**演習テキスト**
____

クラウド仮想WindowsのPaperspace Core GPU+(NVIDIA GPU付きでOpenCLが使える)で、DAZ G8F セーラー服モデル全体をdForceシミュレーションすると約15分かかっていました。
今回の事例だと、一般的なスペックのローカルPCで、スカートだけですが、約10秒と、非常に高速なクロスシミュレーションが可能です。
DAZ StudioでのdForceシミュレーションより多少手間がかかり、結果が想定しにくいですが、試行錯誤しながらのクロスシミュレーションをお楽しみください。
セーラー服美少女モデルを読み込む
DAZ Studio側
以下の記事で無料ダウンロード提供しているセーラー服美少女「Lei-G8-Salor-Pose-Light-Non-Sim」シーンをDAZ Studioで開きます。
ライティングとカメラアングルを見やすいように変えました。
モデルとシーン自体は記事内から無料ダウンロードできますが、シーンで使っている2種類のJK制服は、記事の説明に従って各自でShareCGサイトからダウンロードしてください。
以下の記事に従って、Diffeomorphic DAZ Importerをインストールし、シーンをBlenderにエクスポートします。

____

**記録データ**
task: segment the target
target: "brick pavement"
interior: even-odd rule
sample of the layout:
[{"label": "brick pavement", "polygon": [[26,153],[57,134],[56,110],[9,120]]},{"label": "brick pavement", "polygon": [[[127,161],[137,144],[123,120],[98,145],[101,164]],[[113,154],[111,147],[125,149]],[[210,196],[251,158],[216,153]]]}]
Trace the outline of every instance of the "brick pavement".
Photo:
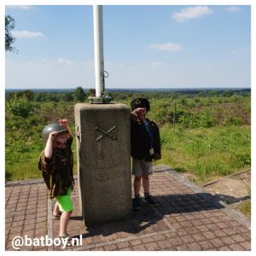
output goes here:
[{"label": "brick pavement", "polygon": [[[229,209],[168,166],[154,166],[151,194],[156,208],[143,203],[123,221],[85,227],[81,218],[78,193],[72,194],[74,211],[69,235],[81,236],[82,244],[65,250],[88,251],[248,251],[249,220]],[[117,191],[118,193],[118,191]],[[52,219],[55,201],[49,200],[41,179],[8,183],[5,189],[5,247],[14,250],[15,236],[32,239],[56,237],[59,221]],[[61,247],[30,246],[20,250],[62,250]]]}]

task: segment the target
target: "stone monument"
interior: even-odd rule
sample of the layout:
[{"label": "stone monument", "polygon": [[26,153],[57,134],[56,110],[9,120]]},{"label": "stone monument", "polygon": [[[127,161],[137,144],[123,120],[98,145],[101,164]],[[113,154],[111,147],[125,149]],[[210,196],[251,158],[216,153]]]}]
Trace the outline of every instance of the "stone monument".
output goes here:
[{"label": "stone monument", "polygon": [[131,213],[130,111],[124,104],[74,108],[79,191],[86,226]]}]

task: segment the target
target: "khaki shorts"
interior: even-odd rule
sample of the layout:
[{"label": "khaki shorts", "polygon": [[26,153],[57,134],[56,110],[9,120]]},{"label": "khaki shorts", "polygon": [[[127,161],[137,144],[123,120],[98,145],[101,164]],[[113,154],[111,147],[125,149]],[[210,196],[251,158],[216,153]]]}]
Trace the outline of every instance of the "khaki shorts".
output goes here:
[{"label": "khaki shorts", "polygon": [[145,161],[144,159],[132,158],[132,174],[136,177],[151,175],[153,171],[152,162]]}]

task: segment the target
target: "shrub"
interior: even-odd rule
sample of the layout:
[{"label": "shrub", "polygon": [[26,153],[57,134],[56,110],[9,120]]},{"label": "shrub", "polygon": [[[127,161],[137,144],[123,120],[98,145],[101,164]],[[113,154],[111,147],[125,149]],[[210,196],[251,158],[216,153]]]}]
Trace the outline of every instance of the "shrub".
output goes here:
[{"label": "shrub", "polygon": [[14,115],[26,118],[32,113],[33,104],[26,96],[21,96],[11,100],[8,108]]}]

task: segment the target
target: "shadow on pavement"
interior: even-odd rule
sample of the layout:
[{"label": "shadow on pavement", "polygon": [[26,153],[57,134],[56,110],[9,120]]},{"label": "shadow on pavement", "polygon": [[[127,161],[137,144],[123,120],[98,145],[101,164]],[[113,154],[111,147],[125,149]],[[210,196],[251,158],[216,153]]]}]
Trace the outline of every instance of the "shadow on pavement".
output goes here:
[{"label": "shadow on pavement", "polygon": [[[154,199],[158,207],[153,208],[142,201],[141,209],[132,212],[129,219],[86,227],[87,232],[83,234],[83,238],[100,235],[107,236],[119,232],[138,234],[148,228],[150,228],[148,232],[168,230],[170,227],[163,221],[166,215],[172,217],[174,213],[224,208],[223,205],[216,201],[216,197],[207,193],[157,195]],[[74,216],[71,219],[81,221],[82,218]]]}]

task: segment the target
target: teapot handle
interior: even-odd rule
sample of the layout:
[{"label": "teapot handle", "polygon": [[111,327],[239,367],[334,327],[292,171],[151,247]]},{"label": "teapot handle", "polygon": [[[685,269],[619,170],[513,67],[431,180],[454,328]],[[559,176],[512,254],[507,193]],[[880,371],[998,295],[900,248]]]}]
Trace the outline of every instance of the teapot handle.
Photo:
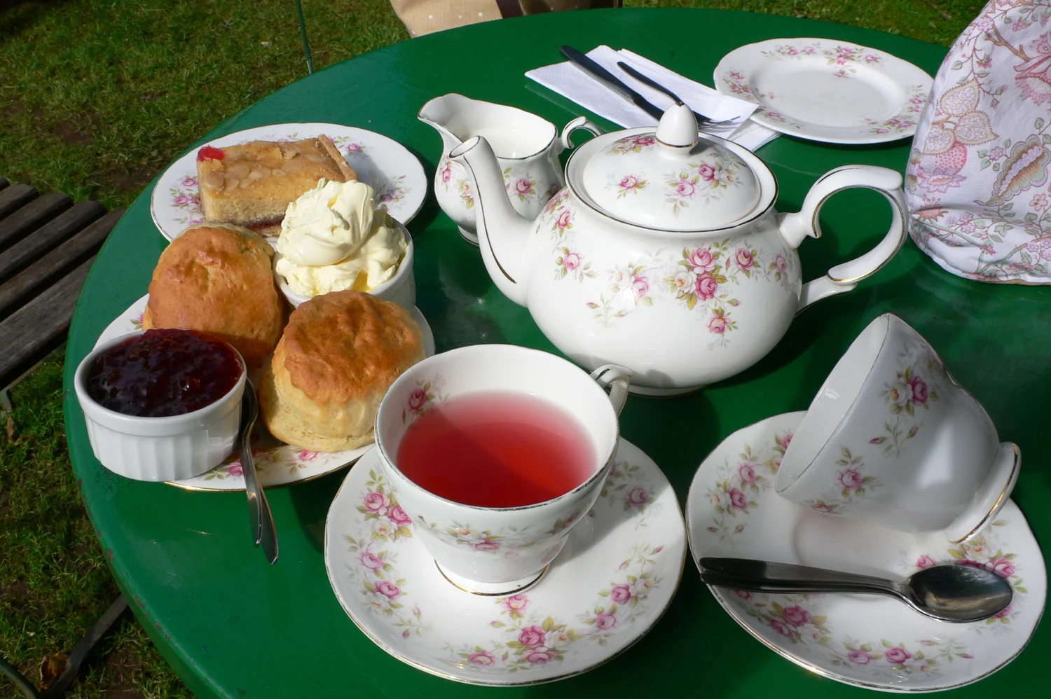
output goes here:
[{"label": "teapot handle", "polygon": [[566,148],[573,147],[571,135],[578,128],[583,128],[592,132],[592,136],[602,136],[602,129],[588,121],[586,117],[577,117],[562,128],[562,133],[556,139],[555,153],[558,155]]},{"label": "teapot handle", "polygon": [[778,227],[788,245],[796,248],[807,237],[821,238],[821,224],[818,222],[821,207],[832,194],[850,187],[875,189],[887,198],[892,214],[890,229],[879,245],[862,256],[836,265],[824,276],[804,284],[797,313],[816,301],[853,289],[858,282],[890,262],[905,243],[908,207],[902,191],[901,172],[873,165],[844,165],[829,170],[813,184],[799,213],[778,214]]},{"label": "teapot handle", "polygon": [[627,400],[632,370],[616,364],[603,364],[591,372],[591,377],[602,388],[610,388],[610,403],[613,404],[613,411],[619,415]]}]

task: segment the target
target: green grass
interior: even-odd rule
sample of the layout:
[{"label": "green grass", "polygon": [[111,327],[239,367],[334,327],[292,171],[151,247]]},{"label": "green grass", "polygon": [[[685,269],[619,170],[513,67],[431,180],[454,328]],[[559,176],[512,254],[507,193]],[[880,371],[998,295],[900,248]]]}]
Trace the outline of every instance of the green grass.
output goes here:
[{"label": "green grass", "polygon": [[[948,44],[981,0],[627,0],[809,17]],[[387,0],[305,0],[315,69],[404,40]],[[742,39],[743,41],[743,39]],[[214,124],[306,74],[292,0],[0,3],[0,174],[128,205]],[[117,596],[66,452],[61,353],[0,419],[0,654],[39,682]],[[14,690],[0,679],[0,696]],[[69,697],[188,697],[130,616]]]}]

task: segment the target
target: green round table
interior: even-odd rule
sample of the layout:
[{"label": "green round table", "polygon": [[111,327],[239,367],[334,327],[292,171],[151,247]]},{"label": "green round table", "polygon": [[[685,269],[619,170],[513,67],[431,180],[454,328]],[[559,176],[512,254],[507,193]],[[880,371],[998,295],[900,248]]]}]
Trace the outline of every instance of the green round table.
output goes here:
[{"label": "green round table", "polygon": [[[476,24],[377,50],[305,78],[217,126],[206,139],[282,122],[335,122],[372,129],[412,149],[433,172],[437,135],[416,120],[446,92],[513,104],[561,124],[581,112],[523,74],[557,62],[558,46],[630,47],[705,83],[733,48],[777,37],[853,41],[890,52],[933,75],[945,48],[878,32],[808,20],[702,9],[562,13]],[[615,128],[613,124],[603,124]],[[797,210],[813,181],[848,163],[904,169],[909,141],[847,147],[782,137],[760,149],[781,184],[778,208]],[[268,491],[281,538],[269,566],[248,536],[243,493],[189,492],[128,480],[95,459],[69,390],[73,372],[103,328],[146,292],[167,244],[149,213],[152,186],[114,229],[81,293],[66,354],[65,405],[78,482],[114,577],[136,616],[186,684],[205,697],[491,696],[404,665],[347,617],[329,587],[322,554],[325,516],[346,475]],[[889,221],[882,198],[846,192],[822,212],[825,235],[802,246],[804,279],[871,247]],[[416,242],[417,305],[438,351],[513,343],[549,351],[526,309],[490,282],[430,197],[409,225]],[[730,432],[770,415],[805,410],[836,361],[878,314],[893,311],[942,353],[988,409],[1003,439],[1018,444],[1024,469],[1015,500],[1039,535],[1051,535],[1043,436],[1051,414],[1047,357],[1051,294],[1043,287],[990,285],[952,276],[914,244],[851,293],[803,313],[758,365],[694,395],[633,396],[623,435],[645,450],[680,500],[697,466]],[[683,445],[688,445],[684,447]],[[995,675],[955,691],[988,696],[1010,687],[1037,696],[1051,632]],[[591,673],[503,696],[689,694],[717,698],[860,697],[863,690],[812,675],[767,651],[726,615],[686,562],[678,594],[657,626],[625,654]]]}]

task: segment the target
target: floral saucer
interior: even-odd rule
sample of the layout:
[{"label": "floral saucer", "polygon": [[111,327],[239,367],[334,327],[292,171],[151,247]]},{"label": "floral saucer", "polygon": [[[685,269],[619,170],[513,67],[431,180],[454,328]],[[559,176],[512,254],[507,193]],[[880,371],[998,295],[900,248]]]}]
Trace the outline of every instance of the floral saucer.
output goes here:
[{"label": "floral saucer", "polygon": [[[227,133],[204,145],[231,146],[248,141],[295,141],[325,133],[347,158],[358,179],[376,190],[377,207],[396,221],[412,221],[427,197],[424,166],[397,141],[374,131],[339,124],[272,124]],[[188,226],[204,221],[197,183],[193,148],[172,163],[153,187],[149,210],[169,241]]]},{"label": "floral saucer", "polygon": [[[626,650],[661,617],[682,575],[686,537],[675,492],[620,440],[615,468],[547,575],[510,596],[446,580],[390,495],[375,451],[329,509],[325,567],[357,626],[399,660],[471,684],[537,684]],[[465,546],[472,532],[460,530]]]},{"label": "floral saucer", "polygon": [[[139,299],[127,310],[118,315],[99,335],[99,340],[95,343],[96,347],[114,337],[141,330],[142,314],[146,310],[147,301],[149,301],[149,294]],[[412,317],[424,331],[424,349],[427,355],[433,355],[434,334],[431,332],[431,326],[428,325],[427,318],[424,317],[418,308],[413,307]],[[261,374],[262,372],[250,374],[256,386]],[[267,432],[263,422],[257,420],[255,429],[252,430],[252,447],[260,484],[264,488],[273,488],[313,480],[332,473],[348,464],[353,464],[362,454],[369,451],[372,445],[337,452],[309,451],[276,439]],[[241,470],[241,457],[234,452],[211,471],[184,480],[172,480],[169,481],[169,485],[186,490],[244,490],[245,478]]]},{"label": "floral saucer", "polygon": [[933,79],[886,52],[828,39],[770,39],[716,66],[723,95],[759,105],[751,119],[827,143],[883,143],[916,131]]},{"label": "floral saucer", "polygon": [[723,609],[796,664],[886,692],[970,684],[1022,653],[1044,612],[1047,571],[1018,507],[1009,501],[992,525],[951,544],[939,533],[903,534],[796,506],[777,495],[774,481],[805,414],[785,413],[738,430],[704,459],[686,503],[695,559],[756,558],[893,579],[935,563],[973,566],[1007,579],[1014,599],[993,618],[947,623],[887,597],[709,587]]}]

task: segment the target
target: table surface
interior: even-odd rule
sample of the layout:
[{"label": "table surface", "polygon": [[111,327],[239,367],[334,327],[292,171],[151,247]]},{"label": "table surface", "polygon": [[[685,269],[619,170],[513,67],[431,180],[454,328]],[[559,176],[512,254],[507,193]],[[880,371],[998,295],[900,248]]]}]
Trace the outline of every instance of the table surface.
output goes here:
[{"label": "table surface", "polygon": [[[281,122],[335,122],[369,128],[412,149],[433,172],[438,136],[416,120],[445,92],[514,104],[563,124],[579,108],[523,77],[560,60],[558,46],[628,47],[710,84],[719,59],[738,45],[777,37],[853,41],[890,52],[933,75],[945,48],[866,29],[767,15],[702,9],[624,9],[503,20],[405,41],[334,65],[261,100],[207,138]],[[612,124],[603,124],[614,127]],[[780,138],[760,150],[781,184],[778,208],[796,210],[813,181],[848,163],[904,169],[909,141],[847,147]],[[149,214],[152,187],[114,230],[81,294],[66,355],[66,428],[78,481],[118,583],[161,652],[199,697],[482,696],[399,663],[369,641],[341,609],[322,554],[325,516],[345,470],[268,491],[281,536],[270,567],[250,544],[240,493],[188,492],[127,480],[91,455],[84,418],[69,388],[78,362],[118,313],[145,293],[167,244]],[[804,279],[873,245],[889,220],[872,192],[837,196],[823,210],[825,235],[801,249]],[[430,197],[409,225],[416,242],[418,306],[438,350],[506,342],[555,351],[526,309],[490,282],[477,250]],[[667,473],[680,499],[697,466],[727,434],[774,414],[804,410],[853,337],[893,311],[942,353],[957,379],[984,403],[1001,437],[1026,455],[1014,498],[1037,536],[1051,535],[1051,494],[1042,436],[1051,413],[1046,390],[1051,296],[1042,287],[978,284],[950,275],[908,242],[859,288],[821,303],[780,345],[738,376],[694,395],[633,396],[623,435]],[[687,438],[682,438],[683,435]],[[682,445],[689,445],[688,449]],[[700,583],[687,561],[669,612],[617,661],[541,687],[504,696],[628,696],[697,692],[715,697],[860,697],[863,690],[824,679],[765,650]],[[1008,667],[960,697],[1011,687],[1043,692],[1051,631]],[[790,685],[790,686],[789,686]],[[1037,690],[1037,687],[1040,687]],[[790,690],[785,694],[785,690]],[[1030,694],[1032,693],[1032,694]]]}]

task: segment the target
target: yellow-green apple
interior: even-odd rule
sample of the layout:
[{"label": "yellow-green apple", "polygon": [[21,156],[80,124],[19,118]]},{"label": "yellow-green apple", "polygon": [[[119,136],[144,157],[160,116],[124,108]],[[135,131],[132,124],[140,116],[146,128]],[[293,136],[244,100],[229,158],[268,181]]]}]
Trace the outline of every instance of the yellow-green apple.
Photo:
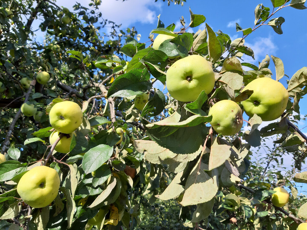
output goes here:
[{"label": "yellow-green apple", "polygon": [[65,101],[56,104],[49,113],[50,124],[57,131],[72,132],[82,124],[83,115],[80,106],[73,102]]},{"label": "yellow-green apple", "polygon": [[289,193],[283,188],[278,187],[273,190],[276,191],[272,195],[272,203],[275,206],[282,207],[289,201]]},{"label": "yellow-green apple", "polygon": [[243,125],[242,110],[239,105],[230,100],[222,100],[216,103],[209,110],[212,116],[210,124],[218,133],[226,136],[239,132]]},{"label": "yellow-green apple", "polygon": [[40,166],[21,177],[17,185],[17,192],[26,204],[33,208],[43,208],[56,197],[60,185],[60,177],[55,169]]},{"label": "yellow-green apple", "polygon": [[34,107],[33,104],[27,104],[25,102],[21,105],[21,111],[25,116],[33,116],[37,110],[37,108]]},{"label": "yellow-green apple", "polygon": [[297,227],[297,230],[307,230],[307,222],[300,224]]},{"label": "yellow-green apple", "polygon": [[69,13],[69,10],[66,7],[63,7],[63,13],[65,14],[67,14]]},{"label": "yellow-green apple", "polygon": [[181,102],[192,102],[203,90],[209,94],[214,86],[214,74],[209,62],[199,55],[175,62],[166,72],[166,87],[171,96]]},{"label": "yellow-green apple", "polygon": [[138,109],[142,110],[148,102],[149,94],[145,93],[137,95],[134,98],[134,106]]},{"label": "yellow-green apple", "polygon": [[[54,131],[49,136],[49,141],[50,144],[52,145],[56,142],[61,133],[57,131]],[[70,151],[70,144],[72,142],[72,139],[73,132],[69,134],[65,134],[61,138],[59,143],[57,144],[54,150],[57,152],[62,153],[68,153]]]},{"label": "yellow-green apple", "polygon": [[234,194],[229,193],[222,198],[223,203],[226,204],[233,208],[234,210],[236,210],[241,204],[239,197]]},{"label": "yellow-green apple", "polygon": [[87,224],[91,226],[100,225],[102,222],[105,214],[103,209],[99,209],[96,216],[88,220]]},{"label": "yellow-green apple", "polygon": [[0,82],[0,93],[2,93],[5,90],[5,86],[1,82]]},{"label": "yellow-green apple", "polygon": [[65,24],[69,24],[70,23],[70,18],[67,15],[65,15],[62,18],[62,21]]},{"label": "yellow-green apple", "polygon": [[[174,33],[172,31],[169,31],[172,33]],[[159,49],[159,47],[160,46],[163,42],[167,39],[172,39],[175,37],[174,36],[171,35],[168,35],[166,34],[158,34],[154,41],[153,43],[153,48],[156,50]],[[180,56],[169,56],[169,58],[170,59],[173,59]]]},{"label": "yellow-green apple", "polygon": [[27,90],[30,88],[30,84],[31,81],[31,80],[28,78],[23,78],[20,80],[20,85],[24,89]]},{"label": "yellow-green apple", "polygon": [[248,99],[242,102],[243,110],[248,115],[256,113],[264,121],[273,121],[284,112],[289,94],[281,83],[269,78],[257,78],[247,84],[247,90],[254,92]]},{"label": "yellow-green apple", "polygon": [[6,161],[6,159],[5,158],[5,156],[3,154],[0,154],[0,164]]},{"label": "yellow-green apple", "polygon": [[50,79],[50,75],[46,71],[40,72],[36,76],[36,80],[42,85],[47,85]]},{"label": "yellow-green apple", "polygon": [[34,120],[37,121],[39,121],[43,114],[44,112],[42,111],[37,111],[33,116]]},{"label": "yellow-green apple", "polygon": [[53,45],[51,48],[52,51],[55,53],[58,53],[61,52],[61,48],[58,44]]}]

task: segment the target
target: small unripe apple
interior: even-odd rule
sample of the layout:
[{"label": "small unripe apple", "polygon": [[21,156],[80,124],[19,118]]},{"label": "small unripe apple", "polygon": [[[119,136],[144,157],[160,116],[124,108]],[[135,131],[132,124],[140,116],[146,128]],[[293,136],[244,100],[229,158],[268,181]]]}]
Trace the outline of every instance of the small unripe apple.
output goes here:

____

**練習問題**
• a. 演習テキストの「今回の事例だと、一般的なスペ」から「Z Studioで開きます。」まで(その部分も含む)を、一字も変えずに書き写せ。
• b. 演習テキストによると、Paperspace Core GPU+でDAZ G8F セーラー服モデル全体をdForceシミュレーションすると、どれくらいの時間がかかっていたか。
• c. 次の(i)〜(iii)が演習テキストの内容と合うかどうかを、はい・いいえで答え、根拠となる箇所をそのまま引用せよ。
(i) 一般的なスペックのローカルPCでは、スカートだけのクロスシミュレーションが約10秒でできる。
(ii) シーンで使っている2種類のJK制服は、記事内から無料ダウンロードできる。
(iii) シーンは、Diffeomorphic DAZ Importerを使ってBlenderにエクスポートする。
記録データの行は、演習テキストとは別の資料である。

**解答一覧**
• a.
今回の事例だと、一般的なスペックのローカルPCで、スカートだけですが、約10秒と、非常に高速なクロスシミュレーションが可能です。
DAZ StudioでのdForceシミュレーションより多少手間がかかり、結果が想定しにくいですが、試行錯誤しながらのクロスシミュレーションをお楽しみください。
セーラー服美少女モデルを読み込む
DAZ Studio側
以下の記事で無料ダウンロード提供しているセーラー服美少女「Lei-G8-Salor-Pose-Light-Non-Sim」シーンをDAZ Studioで開きます。

• b. 約15分かかっていた。

• c.
(i) はい。「スカートだけですが、約10秒と、非常に高速なクロスシミュレーションが可能です」
(ii) いいえ。「シーンで使っている2種類のJK制服は、記事の説明に従って各自でShareCGサイトからダウンロードしてください」
(iii) はい。「Diffeomorphic DAZ Importerをインストールし、シーンをBlenderにエクスポートします」